• **TASK INSTRUCTIONS**: Copy out every line of the listing below that contains the word "pair". Case counts, so match its capitalization exactly.

• **TASK INPUT**:
····················
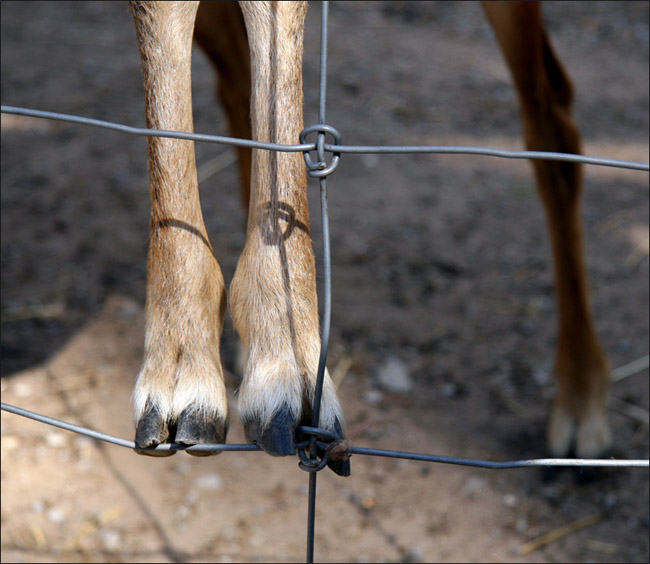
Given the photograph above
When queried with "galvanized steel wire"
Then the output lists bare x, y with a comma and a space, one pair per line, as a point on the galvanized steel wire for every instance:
320, 169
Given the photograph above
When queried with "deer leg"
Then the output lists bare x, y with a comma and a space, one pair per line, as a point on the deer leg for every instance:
179, 394
221, 33
273, 297
579, 419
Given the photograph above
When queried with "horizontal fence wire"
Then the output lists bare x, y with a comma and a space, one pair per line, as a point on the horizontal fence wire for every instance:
320, 169
638, 463
352, 149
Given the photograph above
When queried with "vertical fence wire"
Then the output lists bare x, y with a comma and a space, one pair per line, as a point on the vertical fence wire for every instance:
327, 283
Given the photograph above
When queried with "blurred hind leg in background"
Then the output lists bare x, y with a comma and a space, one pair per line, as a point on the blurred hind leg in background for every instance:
578, 422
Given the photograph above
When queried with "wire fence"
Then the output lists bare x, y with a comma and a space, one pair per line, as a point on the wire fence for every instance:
314, 453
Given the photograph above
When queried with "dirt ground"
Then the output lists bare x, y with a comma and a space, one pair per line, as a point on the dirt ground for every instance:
440, 273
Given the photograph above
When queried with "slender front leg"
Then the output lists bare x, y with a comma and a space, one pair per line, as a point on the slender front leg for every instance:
579, 419
273, 294
180, 394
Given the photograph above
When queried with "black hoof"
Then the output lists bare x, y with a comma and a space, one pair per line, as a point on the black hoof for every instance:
278, 437
152, 430
338, 455
194, 428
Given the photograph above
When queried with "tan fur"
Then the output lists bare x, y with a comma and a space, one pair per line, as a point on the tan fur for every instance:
273, 295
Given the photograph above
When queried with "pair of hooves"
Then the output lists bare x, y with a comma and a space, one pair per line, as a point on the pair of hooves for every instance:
277, 438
····················
• **WRITTEN ANSWER**:
Then the output lists bare x, y with a comma and a space, one pair per line, as a point on the galvanized steel wire for every instance:
Then the output lists bare x, y with a comma and a space, one pair per line, as a point on the deer leg for every instance:
Then the output lists bare x, y with a comma and a space, one pair per line, as a point on the horizontal fence wire for every instance:
Then the output lists bare x, y with a comma and a space, one pair per line, as a point on the vertical fence wire for every instance:
Then the output lists bare x, y with a comma and a space, one pair per line, as a point on the blurred hind leg in background for every instance:
Then the output lists bare x, y with a comma and a space, one pair per line, as a point on the wire fence for every instance:
Then the output lists bare x, y with a comma and a space, one pair per line, as a point on the dirt ground for every instance:
Then the output lists bare x, y with a comma and a space, one pair per line, as a point on the slender front leg for every instance:
Then the output lists bare x, y with a comma and a space, one pair per line, as a point on the black hoof for every instance:
Then the output lists bare x, y with a comma and a space, one pair per line, as a point on the tan fur for every instance:
When queried with "pair of hooves"
Then the output lists bare x, y with a comma and a space, one pair per line, as a point on the pair of hooves for every instance:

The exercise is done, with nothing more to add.